▶ Work to complete: Locate each line in the records containing "village". Copy it.
━━━
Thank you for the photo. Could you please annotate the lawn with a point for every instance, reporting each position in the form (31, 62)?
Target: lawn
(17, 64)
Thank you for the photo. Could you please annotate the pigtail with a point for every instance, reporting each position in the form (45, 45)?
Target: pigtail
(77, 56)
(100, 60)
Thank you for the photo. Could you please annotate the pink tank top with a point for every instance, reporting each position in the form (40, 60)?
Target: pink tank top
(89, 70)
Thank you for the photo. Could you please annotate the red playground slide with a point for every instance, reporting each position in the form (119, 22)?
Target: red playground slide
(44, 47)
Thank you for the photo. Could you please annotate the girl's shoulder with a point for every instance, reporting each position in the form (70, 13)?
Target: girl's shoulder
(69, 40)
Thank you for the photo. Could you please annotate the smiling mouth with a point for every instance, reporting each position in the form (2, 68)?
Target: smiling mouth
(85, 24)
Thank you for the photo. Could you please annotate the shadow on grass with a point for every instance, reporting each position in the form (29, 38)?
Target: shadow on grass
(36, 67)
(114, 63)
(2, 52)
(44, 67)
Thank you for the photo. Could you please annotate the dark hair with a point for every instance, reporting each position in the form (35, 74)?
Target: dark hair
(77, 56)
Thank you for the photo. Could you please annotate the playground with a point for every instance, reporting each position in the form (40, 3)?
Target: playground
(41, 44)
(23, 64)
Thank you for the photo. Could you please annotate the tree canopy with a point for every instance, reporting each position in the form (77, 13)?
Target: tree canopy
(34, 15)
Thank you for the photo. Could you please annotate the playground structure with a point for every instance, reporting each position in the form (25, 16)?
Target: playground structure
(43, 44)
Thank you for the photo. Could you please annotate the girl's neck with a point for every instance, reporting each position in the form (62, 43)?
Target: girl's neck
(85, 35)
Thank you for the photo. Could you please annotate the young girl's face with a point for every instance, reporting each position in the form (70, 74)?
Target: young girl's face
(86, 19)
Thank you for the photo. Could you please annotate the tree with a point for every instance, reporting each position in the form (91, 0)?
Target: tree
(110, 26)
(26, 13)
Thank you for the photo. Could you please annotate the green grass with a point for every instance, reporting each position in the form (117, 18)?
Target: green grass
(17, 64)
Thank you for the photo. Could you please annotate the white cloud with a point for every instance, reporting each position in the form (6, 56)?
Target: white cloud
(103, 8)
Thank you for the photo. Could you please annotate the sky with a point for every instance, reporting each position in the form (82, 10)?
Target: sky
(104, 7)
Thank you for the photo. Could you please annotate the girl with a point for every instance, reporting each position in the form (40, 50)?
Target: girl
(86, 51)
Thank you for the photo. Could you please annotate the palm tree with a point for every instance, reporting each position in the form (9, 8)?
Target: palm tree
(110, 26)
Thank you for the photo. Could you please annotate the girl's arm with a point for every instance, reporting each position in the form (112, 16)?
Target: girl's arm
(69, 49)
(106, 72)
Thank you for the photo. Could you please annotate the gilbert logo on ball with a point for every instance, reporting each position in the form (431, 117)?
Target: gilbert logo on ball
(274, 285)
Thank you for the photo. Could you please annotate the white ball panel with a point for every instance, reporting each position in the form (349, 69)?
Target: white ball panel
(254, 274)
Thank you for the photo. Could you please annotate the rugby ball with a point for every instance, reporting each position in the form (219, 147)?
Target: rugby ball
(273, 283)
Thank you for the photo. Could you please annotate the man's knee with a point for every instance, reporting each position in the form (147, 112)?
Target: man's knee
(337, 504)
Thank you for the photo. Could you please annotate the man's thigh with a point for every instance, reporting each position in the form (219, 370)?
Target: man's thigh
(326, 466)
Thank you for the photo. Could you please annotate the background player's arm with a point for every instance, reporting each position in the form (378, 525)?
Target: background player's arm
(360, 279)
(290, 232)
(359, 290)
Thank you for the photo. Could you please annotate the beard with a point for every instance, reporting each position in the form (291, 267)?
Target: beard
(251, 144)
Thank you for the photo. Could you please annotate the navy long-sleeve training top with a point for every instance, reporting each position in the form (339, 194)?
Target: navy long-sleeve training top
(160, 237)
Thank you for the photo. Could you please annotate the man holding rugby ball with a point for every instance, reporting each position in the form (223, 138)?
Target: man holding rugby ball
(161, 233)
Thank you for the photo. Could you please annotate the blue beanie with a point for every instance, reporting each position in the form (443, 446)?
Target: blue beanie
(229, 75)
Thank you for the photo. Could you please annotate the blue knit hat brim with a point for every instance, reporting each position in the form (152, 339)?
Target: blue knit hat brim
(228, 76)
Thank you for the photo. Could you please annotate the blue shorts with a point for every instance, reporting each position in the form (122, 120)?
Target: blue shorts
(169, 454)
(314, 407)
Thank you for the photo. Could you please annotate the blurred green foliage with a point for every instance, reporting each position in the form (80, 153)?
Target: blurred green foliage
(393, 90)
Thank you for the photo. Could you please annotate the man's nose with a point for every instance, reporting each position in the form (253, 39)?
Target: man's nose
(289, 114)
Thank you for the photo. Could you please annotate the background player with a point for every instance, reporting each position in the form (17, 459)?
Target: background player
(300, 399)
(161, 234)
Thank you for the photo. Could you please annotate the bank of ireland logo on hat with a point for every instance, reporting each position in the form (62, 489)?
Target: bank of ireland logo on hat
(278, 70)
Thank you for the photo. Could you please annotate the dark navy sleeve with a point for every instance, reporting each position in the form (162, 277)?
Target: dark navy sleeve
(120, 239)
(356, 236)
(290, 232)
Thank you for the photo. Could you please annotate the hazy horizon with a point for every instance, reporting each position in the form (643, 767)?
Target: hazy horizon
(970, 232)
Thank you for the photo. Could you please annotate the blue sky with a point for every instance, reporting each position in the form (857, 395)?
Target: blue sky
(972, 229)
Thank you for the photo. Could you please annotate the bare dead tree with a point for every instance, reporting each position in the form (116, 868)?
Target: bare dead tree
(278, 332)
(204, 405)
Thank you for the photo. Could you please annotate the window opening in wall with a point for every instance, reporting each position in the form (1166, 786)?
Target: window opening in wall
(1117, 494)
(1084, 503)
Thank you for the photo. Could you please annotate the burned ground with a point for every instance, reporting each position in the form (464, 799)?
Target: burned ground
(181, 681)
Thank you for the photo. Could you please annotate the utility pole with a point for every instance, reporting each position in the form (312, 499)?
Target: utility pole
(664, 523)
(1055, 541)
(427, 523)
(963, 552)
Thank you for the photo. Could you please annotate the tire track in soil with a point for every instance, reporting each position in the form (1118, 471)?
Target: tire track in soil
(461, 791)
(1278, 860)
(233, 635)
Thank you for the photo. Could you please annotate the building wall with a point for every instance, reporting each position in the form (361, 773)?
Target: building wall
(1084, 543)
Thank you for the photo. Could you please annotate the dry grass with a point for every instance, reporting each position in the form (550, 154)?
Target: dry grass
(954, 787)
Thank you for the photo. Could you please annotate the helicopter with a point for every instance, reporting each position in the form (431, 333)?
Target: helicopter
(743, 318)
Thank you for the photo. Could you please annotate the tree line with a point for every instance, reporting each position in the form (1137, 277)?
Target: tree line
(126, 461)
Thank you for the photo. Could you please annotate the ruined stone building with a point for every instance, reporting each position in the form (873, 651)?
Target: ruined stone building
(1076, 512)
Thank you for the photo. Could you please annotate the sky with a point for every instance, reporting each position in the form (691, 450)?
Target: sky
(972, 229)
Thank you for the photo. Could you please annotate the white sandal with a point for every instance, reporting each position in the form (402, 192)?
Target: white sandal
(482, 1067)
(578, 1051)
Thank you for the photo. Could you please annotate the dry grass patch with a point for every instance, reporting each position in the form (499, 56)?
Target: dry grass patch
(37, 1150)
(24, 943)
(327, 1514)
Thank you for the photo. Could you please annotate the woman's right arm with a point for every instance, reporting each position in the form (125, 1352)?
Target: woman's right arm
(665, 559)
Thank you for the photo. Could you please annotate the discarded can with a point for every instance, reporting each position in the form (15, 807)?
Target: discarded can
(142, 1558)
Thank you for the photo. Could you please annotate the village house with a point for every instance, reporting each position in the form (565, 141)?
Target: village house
━━━
▶ Completed task:
Thank you for the photo. Could you please annotate the village house with a point for every instance, reporting each position in the form (565, 141)?
Target: village house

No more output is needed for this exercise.